● **EXERCISE PROMPT**: Rewrite the records from their start through the line with "[216,0,402,338]", swapping "branch" for "bough" and leaving everything else unchanged.

┌─ MATERIAL FOR THIS TASK

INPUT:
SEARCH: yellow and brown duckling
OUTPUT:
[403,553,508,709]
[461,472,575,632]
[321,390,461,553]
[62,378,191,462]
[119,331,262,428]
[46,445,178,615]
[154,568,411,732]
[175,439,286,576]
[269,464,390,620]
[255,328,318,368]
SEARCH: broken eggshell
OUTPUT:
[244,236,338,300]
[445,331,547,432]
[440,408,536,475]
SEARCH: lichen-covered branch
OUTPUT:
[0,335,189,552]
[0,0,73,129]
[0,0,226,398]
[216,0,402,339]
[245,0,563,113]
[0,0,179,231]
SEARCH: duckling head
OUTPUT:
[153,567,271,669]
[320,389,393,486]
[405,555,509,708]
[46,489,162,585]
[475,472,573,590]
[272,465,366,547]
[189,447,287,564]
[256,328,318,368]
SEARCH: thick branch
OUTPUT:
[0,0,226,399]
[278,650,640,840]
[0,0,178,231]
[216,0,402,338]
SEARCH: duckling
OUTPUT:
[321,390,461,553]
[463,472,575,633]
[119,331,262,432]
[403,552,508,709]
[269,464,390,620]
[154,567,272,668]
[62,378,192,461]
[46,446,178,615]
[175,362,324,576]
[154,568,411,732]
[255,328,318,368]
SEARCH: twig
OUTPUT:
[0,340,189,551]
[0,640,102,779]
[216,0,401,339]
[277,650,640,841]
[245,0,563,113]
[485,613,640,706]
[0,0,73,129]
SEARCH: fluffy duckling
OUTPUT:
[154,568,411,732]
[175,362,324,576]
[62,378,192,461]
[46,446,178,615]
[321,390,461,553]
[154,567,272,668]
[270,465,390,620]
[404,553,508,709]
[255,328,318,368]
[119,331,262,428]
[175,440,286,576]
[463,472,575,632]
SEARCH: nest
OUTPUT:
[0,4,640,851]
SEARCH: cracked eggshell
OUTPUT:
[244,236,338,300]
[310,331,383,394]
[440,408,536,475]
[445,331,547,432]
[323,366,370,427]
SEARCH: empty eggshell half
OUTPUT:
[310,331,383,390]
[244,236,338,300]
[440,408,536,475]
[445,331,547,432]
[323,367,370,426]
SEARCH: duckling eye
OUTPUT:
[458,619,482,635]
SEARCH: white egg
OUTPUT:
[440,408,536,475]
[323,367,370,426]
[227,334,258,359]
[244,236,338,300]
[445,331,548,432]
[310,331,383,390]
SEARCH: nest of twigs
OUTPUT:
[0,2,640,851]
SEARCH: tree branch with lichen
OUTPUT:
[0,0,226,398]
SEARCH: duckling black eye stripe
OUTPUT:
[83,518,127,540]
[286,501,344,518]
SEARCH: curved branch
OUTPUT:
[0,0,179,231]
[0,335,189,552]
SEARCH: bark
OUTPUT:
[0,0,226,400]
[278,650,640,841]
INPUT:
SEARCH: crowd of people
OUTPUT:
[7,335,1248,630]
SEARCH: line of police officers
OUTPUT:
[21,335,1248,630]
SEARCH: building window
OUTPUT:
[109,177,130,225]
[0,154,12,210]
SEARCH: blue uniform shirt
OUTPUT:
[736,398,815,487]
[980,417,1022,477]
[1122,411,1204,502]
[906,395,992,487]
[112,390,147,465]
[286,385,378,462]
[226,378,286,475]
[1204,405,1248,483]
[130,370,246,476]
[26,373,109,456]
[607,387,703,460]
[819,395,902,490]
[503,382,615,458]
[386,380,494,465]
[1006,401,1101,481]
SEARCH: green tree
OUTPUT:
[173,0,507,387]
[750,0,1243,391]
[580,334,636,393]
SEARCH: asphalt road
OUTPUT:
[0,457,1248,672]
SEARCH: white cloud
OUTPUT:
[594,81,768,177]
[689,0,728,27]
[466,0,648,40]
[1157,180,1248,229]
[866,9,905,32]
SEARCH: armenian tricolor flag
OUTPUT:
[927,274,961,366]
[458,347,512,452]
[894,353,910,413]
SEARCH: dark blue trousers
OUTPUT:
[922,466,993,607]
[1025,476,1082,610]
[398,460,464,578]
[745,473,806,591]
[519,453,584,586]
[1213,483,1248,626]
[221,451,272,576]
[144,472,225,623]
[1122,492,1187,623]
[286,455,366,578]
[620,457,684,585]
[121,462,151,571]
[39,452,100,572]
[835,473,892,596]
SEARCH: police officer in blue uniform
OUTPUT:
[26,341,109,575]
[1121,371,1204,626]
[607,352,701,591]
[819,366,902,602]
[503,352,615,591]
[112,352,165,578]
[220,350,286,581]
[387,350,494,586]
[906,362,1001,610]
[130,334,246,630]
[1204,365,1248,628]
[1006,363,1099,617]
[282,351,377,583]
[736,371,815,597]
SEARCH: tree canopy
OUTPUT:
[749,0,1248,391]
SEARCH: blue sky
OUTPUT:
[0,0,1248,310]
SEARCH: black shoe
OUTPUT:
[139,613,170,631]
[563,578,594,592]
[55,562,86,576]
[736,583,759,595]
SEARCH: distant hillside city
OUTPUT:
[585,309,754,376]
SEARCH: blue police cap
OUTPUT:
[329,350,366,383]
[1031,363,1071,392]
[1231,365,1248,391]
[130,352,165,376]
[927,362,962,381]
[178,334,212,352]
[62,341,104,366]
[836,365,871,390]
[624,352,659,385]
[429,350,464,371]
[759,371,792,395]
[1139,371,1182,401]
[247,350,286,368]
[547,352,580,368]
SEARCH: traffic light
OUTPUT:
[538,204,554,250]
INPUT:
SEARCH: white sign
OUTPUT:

└─

● **RESPONSE TO THE TASK**:
INPUT:
SEARCH: yellow and brown duckling
OUTPUT:
[403,553,508,709]
[461,472,575,632]
[321,390,461,553]
[62,378,191,462]
[119,331,262,428]
[46,445,178,615]
[154,568,411,732]
[175,439,286,576]
[269,464,390,620]
[255,328,318,368]
SEARCH: broken eggshell
OUTPUT:
[244,236,338,300]
[445,331,547,432]
[440,408,536,475]
SEARCH: lichen-covered bough
OUTPUT:
[0,335,189,552]
[0,0,73,129]
[0,0,226,398]
[216,0,402,339]
[245,0,563,113]
[0,0,179,231]
SEARCH: duckling head
OUTPUT:
[153,567,271,669]
[320,389,393,486]
[405,555,509,708]
[46,489,162,585]
[475,472,573,590]
[272,465,366,547]
[189,447,287,564]
[256,328,318,368]
SEARCH: thick bough
OUTPUT:
[0,0,226,399]
[278,650,640,840]
[0,0,178,231]
[216,0,402,338]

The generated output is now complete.